Central is arch - rake and snake in the grass is Commander Max Easton played by the greatest of all perennial spies James Mason. His ploy to bag the girlfriend of Sir Charles Holland (the equally fabulous George Sanders) involves getting irresistibly rich through “a touch of larceny”.
The espionage ruse he puts into motion is dastardly and clever causing all sorts of upset at the admiralty. Spy film establishment regulars Harry Andrews and John Le Mesurier get their knickers in a twist as James Mason gets a suntan.
To say too much will spoil the film’s gentle plotting that is effortless and well executed. Much like an Ealing comedy, “A Touch of Larceny” is a perfect Sunday afternoon film. 7/10
Traitor, The aka The Accursed (Michael McCarthy 1957)
An enjoyable whodunnit set in an English country house after the War. A French resistance unit meet for a reunion at the home of Col. Charles Price (Donald Wolfit). His man in Germany, Theodore Duchamel, calls to say he has discovered the identity of the traitor of the group who gave away their leader to the Nazis. He insists on identifying the traitor in person and arrives from Berlin on the night of the reunion.
Duchamel is bumped off on his arrival at Price’s country house by one of the guests. And then an American intelligence officer Major Shane (Robert Bray) turns up claiming his car has broken down…
A strong ensemble cast including acting legends Christopher Lee as Dr. Neumann and Anton Diffring as concert pianist Joseph Brezina make for a first rate game of Cluedo.
The whole film is set within the country home and could easily be a play. Although it is dialogue driven and action is minimal there is plenty of intrigue and drama making this worth seeking out. 6/10
Trunk to Cairo aka Einer spielt falsch (Menahem Golan, Raphael Nussbaum, 1966)

▶ _Work task_: Extend the spy film reviews above, picking up right after their final line.

▶ _Recorded information_:
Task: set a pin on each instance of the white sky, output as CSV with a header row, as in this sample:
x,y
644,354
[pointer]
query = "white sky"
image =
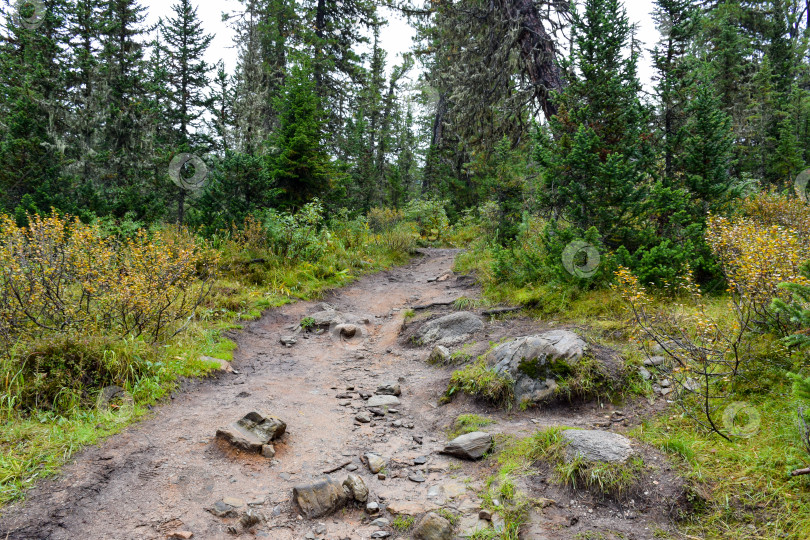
x,y
396,38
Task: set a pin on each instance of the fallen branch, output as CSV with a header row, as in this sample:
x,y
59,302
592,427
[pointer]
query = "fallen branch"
x,y
799,472
336,468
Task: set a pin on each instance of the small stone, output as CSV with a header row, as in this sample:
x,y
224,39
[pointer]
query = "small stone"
x,y
416,477
654,361
383,401
432,526
390,389
357,487
375,463
440,355
470,446
376,411
233,501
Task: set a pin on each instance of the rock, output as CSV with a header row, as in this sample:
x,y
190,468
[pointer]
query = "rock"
x,y
469,446
347,331
252,431
654,361
450,329
417,477
408,508
439,355
596,445
326,318
357,487
391,389
535,362
224,365
320,498
375,463
222,509
382,401
432,526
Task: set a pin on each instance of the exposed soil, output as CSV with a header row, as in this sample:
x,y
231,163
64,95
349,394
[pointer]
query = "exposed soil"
x,y
161,474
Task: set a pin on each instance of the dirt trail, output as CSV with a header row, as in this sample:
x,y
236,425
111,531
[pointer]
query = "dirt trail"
x,y
161,474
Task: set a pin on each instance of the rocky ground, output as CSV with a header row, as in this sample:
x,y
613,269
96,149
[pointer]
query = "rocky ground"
x,y
360,404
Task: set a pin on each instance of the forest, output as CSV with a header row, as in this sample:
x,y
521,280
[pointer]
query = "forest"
x,y
152,204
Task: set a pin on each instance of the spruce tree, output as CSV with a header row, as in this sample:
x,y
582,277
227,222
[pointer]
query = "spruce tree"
x,y
595,156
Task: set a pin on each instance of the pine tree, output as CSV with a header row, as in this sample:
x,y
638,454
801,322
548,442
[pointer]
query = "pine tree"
x,y
300,165
595,157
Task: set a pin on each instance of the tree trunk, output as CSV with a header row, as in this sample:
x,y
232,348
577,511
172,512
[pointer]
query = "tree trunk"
x,y
538,52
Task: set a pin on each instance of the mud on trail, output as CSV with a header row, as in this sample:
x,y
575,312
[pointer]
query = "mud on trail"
x,y
162,474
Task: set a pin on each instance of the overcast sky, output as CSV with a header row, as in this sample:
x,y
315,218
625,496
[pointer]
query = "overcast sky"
x,y
396,39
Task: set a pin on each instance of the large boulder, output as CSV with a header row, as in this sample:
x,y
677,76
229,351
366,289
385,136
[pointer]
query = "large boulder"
x,y
450,329
252,431
534,363
432,526
596,445
470,446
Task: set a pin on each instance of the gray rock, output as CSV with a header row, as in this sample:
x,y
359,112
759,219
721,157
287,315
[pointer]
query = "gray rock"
x,y
654,361
439,355
357,487
382,401
432,526
347,331
417,477
450,329
320,498
375,463
391,389
534,362
252,431
469,446
596,445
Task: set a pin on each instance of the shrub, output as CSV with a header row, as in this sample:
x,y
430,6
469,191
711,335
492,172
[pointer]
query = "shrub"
x,y
61,276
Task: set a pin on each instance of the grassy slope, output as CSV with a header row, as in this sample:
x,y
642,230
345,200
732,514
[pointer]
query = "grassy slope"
x,y
749,493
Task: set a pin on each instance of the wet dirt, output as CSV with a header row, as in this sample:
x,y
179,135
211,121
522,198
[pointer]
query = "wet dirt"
x,y
162,474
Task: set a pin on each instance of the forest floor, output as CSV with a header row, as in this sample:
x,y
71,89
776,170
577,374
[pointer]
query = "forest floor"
x,y
161,475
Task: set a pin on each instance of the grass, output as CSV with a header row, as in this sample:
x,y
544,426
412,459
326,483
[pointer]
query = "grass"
x,y
36,442
746,485
480,380
468,423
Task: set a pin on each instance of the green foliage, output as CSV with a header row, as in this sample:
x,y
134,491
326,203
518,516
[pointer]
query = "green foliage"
x,y
480,380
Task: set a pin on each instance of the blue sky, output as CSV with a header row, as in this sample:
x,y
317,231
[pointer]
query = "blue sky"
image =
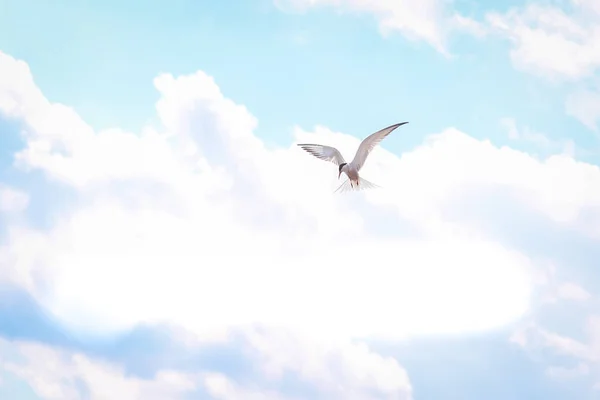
x,y
161,236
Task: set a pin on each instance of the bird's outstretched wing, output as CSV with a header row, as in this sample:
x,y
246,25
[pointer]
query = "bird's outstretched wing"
x,y
326,153
369,144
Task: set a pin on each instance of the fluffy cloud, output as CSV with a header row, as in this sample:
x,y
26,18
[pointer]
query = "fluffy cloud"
x,y
550,41
203,214
197,223
584,104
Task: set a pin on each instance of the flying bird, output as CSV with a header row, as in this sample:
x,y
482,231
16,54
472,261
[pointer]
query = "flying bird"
x,y
355,181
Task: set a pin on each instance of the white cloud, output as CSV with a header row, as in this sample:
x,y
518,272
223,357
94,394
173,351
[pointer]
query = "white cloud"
x,y
204,215
333,371
550,41
584,105
60,374
571,291
539,140
12,200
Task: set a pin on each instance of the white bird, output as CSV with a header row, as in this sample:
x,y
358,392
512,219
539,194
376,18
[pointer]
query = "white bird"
x,y
355,181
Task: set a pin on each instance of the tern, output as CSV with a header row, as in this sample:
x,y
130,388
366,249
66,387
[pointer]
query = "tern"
x,y
355,181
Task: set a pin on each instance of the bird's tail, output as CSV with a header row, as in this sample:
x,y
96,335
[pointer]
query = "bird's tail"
x,y
363,184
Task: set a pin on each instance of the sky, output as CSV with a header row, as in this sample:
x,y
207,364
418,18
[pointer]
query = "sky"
x,y
162,236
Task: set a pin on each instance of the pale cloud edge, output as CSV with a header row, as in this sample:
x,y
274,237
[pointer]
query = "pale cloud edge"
x,y
160,211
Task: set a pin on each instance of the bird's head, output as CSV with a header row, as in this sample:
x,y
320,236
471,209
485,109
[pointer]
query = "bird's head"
x,y
341,169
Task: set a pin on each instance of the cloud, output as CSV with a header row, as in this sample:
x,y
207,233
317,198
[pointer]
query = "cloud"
x,y
196,223
584,105
429,20
537,139
203,214
12,200
336,371
551,42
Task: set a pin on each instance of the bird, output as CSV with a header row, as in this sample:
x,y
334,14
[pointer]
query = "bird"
x,y
331,154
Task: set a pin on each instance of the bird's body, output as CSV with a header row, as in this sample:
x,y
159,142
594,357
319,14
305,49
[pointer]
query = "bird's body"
x,y
355,181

▶ _Your response_:
“Einer spielt falsch” is an early directorial effort by Cannon Films mogul Menahem Golan. Whilst the film offers a pleasing vista of the Middle East it is nothing more than a mediocre genre piece. Like several of Golan’s later productions this is an Israeli / West German project where the foregrounding of nasty Arab characters as villains is obvious. (See the underrated "Agenten kennen keine Tränen" and terrible "Mivtsa Yonatan”). Here the blatant Israeli propaganda is heavy handed and tedious. (It is useful to note Golan was a former Israeli fighter pilot.)
A lot rides on whether you enjoy the charms of Audie Murphy who plays lead Mike Merrick. His perky “little man” demeanour is not best suited to the role of a super spy. That said, it is perfect for being kidnapped and put in a trunk.
Contrary to the film title, the trunk in question is actually leaving Cairo with Murphy in it. The journey of the trunk is probably the film’s highlight.
Reliable George Sanders and Marianne Koch are cast here as the generic standard issue scientist and daughter duo although they do not have much to do outside their stereotypes.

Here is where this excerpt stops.